Items listed in a dataset:
⁂

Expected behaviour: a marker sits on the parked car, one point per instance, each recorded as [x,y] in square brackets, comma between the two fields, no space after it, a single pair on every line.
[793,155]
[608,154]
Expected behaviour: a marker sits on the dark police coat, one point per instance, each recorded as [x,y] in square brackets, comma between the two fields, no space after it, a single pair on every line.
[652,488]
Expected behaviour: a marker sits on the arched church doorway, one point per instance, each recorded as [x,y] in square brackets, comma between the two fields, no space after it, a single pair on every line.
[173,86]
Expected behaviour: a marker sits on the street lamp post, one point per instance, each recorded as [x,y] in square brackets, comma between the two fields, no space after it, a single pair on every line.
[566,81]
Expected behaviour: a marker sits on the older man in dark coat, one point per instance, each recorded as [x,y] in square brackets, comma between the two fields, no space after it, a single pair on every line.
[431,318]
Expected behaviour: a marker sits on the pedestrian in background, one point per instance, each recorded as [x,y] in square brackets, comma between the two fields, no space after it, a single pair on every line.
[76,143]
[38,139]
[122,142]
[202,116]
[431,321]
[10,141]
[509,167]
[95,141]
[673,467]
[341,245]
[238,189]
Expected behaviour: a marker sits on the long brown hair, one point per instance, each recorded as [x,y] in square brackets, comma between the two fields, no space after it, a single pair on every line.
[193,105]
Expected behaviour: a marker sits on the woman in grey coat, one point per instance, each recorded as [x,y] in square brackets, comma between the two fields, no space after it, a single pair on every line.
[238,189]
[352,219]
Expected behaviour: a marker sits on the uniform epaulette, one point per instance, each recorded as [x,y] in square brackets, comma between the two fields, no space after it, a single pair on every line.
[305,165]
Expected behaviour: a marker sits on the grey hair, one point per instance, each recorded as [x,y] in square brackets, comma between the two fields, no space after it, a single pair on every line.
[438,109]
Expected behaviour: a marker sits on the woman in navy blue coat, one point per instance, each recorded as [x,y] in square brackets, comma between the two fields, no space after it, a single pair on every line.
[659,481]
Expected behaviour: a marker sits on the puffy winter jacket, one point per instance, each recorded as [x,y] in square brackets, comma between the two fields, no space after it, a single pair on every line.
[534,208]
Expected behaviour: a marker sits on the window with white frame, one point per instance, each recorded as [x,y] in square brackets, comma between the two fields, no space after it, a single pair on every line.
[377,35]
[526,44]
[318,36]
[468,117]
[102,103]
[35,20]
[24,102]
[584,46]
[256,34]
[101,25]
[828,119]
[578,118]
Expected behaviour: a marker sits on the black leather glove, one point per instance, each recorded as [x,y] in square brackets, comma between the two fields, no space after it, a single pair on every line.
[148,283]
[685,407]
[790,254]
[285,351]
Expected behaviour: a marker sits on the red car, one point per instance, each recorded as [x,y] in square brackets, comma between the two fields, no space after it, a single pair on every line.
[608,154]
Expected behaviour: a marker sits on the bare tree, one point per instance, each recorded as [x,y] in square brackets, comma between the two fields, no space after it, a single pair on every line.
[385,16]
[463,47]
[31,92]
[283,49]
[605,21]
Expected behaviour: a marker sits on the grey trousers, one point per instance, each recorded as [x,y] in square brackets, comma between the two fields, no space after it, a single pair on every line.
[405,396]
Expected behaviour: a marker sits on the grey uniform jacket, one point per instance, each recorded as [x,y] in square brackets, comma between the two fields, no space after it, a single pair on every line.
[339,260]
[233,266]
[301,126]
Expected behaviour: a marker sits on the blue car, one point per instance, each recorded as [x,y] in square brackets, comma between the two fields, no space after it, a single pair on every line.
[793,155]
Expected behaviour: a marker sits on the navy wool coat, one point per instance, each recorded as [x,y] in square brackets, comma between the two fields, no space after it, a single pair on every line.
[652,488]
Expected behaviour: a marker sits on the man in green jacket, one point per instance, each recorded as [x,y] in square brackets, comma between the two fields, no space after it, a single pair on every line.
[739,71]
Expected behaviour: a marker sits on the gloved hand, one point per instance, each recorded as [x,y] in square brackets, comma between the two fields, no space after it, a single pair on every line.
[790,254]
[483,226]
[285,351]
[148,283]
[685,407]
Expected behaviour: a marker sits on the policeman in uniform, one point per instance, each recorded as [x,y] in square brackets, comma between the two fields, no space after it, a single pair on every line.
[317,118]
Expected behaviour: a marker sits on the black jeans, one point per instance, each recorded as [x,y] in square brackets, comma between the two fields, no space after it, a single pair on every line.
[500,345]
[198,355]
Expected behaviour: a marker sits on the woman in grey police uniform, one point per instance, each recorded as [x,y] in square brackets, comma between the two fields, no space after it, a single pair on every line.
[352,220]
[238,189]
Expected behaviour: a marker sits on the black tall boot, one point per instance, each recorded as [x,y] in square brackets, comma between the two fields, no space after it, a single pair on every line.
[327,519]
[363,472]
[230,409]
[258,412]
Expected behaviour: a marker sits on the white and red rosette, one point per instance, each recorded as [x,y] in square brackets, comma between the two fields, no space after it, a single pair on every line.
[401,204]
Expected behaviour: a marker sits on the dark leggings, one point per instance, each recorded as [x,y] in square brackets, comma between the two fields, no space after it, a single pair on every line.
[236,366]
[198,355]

⁂

**Task requirements**
Write out the entries above once more, without altering anything.

**Your solution**
Expected behaviour: a marker sits on the parked car, one point per instance, each recorded as [x,y] in square brackets, comma between the two fields, no space after it, a single pair on every line.
[793,155]
[608,154]
Expected behaviour: a marker sits on the dark police coat, one point per instance, each recorded as [x,y] in square brackets, comma between the two fields, no space after it, a single pair on every line.
[652,488]
Expected behaviour: a marker sits on the arched church doorway, one point per instance, each recorded as [x,y] in square brackets, comma between the two fields, no space after it, a single pair on every line.
[173,86]
Expected behaviour: a marker sits on the street lamp post, one point per instance, each recorded as [x,y] in square brackets, comma between the two fields, no space after it, a single pair on every line.
[566,81]
Expected behaviour: a marker sits on the older man in dark coat, one point per instance, each recorded as [x,y] in square brackets, comma between the two fields, no space after it, a single pair on every line.
[431,318]
Expected behaviour: a marker sits on the pedestrian in background, one point per instance, each recorded as [x,y] in square brackets, comma between the two fields, no space after it, a single pair on every line.
[76,143]
[38,139]
[122,142]
[202,116]
[431,321]
[10,141]
[509,167]
[95,141]
[673,467]
[341,245]
[238,189]
Expected behaviour: a marker sits on the long brown hair, one point per instance, each recorded as [x,y] in square brackets, comma between the two fields, no space after it, a single pair on every line.
[193,105]
Expected behaviour: a marker sits on the woman in grey coat, one point per instance, each recorded as [x,y] in square brackets, comma between the two fields, no space after it, a single pair on every line.
[238,189]
[352,219]
Expected behaviour: a marker sits on the uniform epaulette, one point per instance, each recorded as [x,y] in square brackets, comma between the two fields, no space after it, a single pair on every line.
[305,165]
Expected behaviour: a marker sits on the grey hair, one point per instance, each recorded as [x,y] in square brackets, comma between the two fields, no space after it, a single pair on every line.
[438,109]
Expected behaviour: a marker sits on the woman in navy blue coat, one point per instance, each recorded as [x,y] in square brackets, comma between the two fields, no space after it, a single pair on every line.
[659,481]
Expected behaviour: a marker sits on the puffy winter jacket, one point per instance, each recorded as [x,y] in square brackets, comma between the two fields, no space after it, a single pair on every line.
[534,208]
Expected behaviour: a marker sits on the window with white frame, one point per instance, each recorded as [x,y] in square brackets, comma between the two fields, no space after it, a single pair on every line.
[377,35]
[526,44]
[318,36]
[468,117]
[102,103]
[35,20]
[24,102]
[584,46]
[256,34]
[101,25]
[828,119]
[578,118]
Expected behaviour: a marker sits on the black leather glove, one point per instance, each recorded as [x,y] in square brackets, comma between the two fields, no space after it, a single pair on every line.
[148,283]
[685,407]
[790,254]
[285,351]
Expected behaviour: a marker sits on the red car, one point per instance, each recorded as [x,y] in square brackets, comma between the two fields, no space after it, a single pair on every line.
[608,154]
Expected behaviour: a marker sits on the bare tree, one point per instance, each recorded as [x,y] in square brackets, comma between the two fields, no space after it, a single pair on every line.
[385,16]
[463,47]
[31,92]
[283,49]
[605,21]
Expected behaviour: a marker sits on the grey trousers, one point per instance, each recorded as [x,y] in square brackets, comma between the two fields, no space after it, a single pair on every line.
[405,396]
Expected behaviour: a marker sits on the grey uniform jacket, one point per instance, each recorded as [x,y] in square brackets, comma between the two fields, no space after it, a single pair on every line.
[339,260]
[233,266]
[301,126]
Expected behaviour: a marker sits on the blue car, one point per instance, each recorded as [x,y] in square brackets, comma between the two fields, no space after it, a single pair on every line.
[793,155]
Expected behaviour: a marker sits on the navy wool coat, one point per instance, each recorded as [x,y] in square brackets, comma between the two fields, no space after it, a single pair on every line.
[652,488]
Expected behaviour: a marker sits on the man in green jacket, one point per instance, each recorded as [x,y] in square brackets, comma between the two fields, no space after it, a single pair on every line.
[739,71]
Expected behaviour: a marker sits on the gloved hand, one point per instance, each recorded as [x,y] in square brackets, comma between the two fields, no space after it, a single pair on every line.
[790,254]
[483,226]
[285,351]
[148,283]
[685,407]
Expected behaviour: a marker sits on the policeman in uniform, one point per instance, each recorded as [x,y] in square brackets, comma between the two fields, no space after it, a single pair on every line.
[317,118]
Expected behaviour: a marker sits on the black jeans, one point per instance, each recorded as [x,y] in square brackets, comma between the two fields, no space after it, a single pair on every line.
[500,345]
[198,355]
Expected behaviour: a marker sits on the woman in grey police uniform, one point per instance, each recorded as [x,y] in square brackets, comma between the two fields, no space after it, a single pair on every line.
[352,220]
[238,189]
Expected behaviour: a marker sits on the black tall boot, one point per instance, each recorded as [x,y] in square brackets, comma between the two fields, no space after it, a single pair on every line.
[327,519]
[363,472]
[230,409]
[258,412]
Expected behaviour: a marker sits on the white and red rosette, one point per instance, each recorded as [x,y] in square brackets, comma between the two fields, no space after it, a single pair on every line.
[401,204]
Expected behaviour: a marker sits on the dark leggings, one point per instance, each recorded as [x,y] in square brackets, comma between the two fields, no space after it, a single pair on every line.
[236,366]
[198,355]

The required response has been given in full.